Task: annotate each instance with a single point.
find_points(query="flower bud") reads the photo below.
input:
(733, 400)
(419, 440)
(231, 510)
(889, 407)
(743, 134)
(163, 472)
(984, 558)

▶ **Problem to work on**: Every line above should be duplicated exactly as it stands.

▶ **Solution below**:
Task: annotate each instance with a single point.
find_points(query="flower bud") reads the photo below.
input:
(733, 400)
(419, 440)
(231, 510)
(889, 407)
(743, 134)
(163, 472)
(984, 558)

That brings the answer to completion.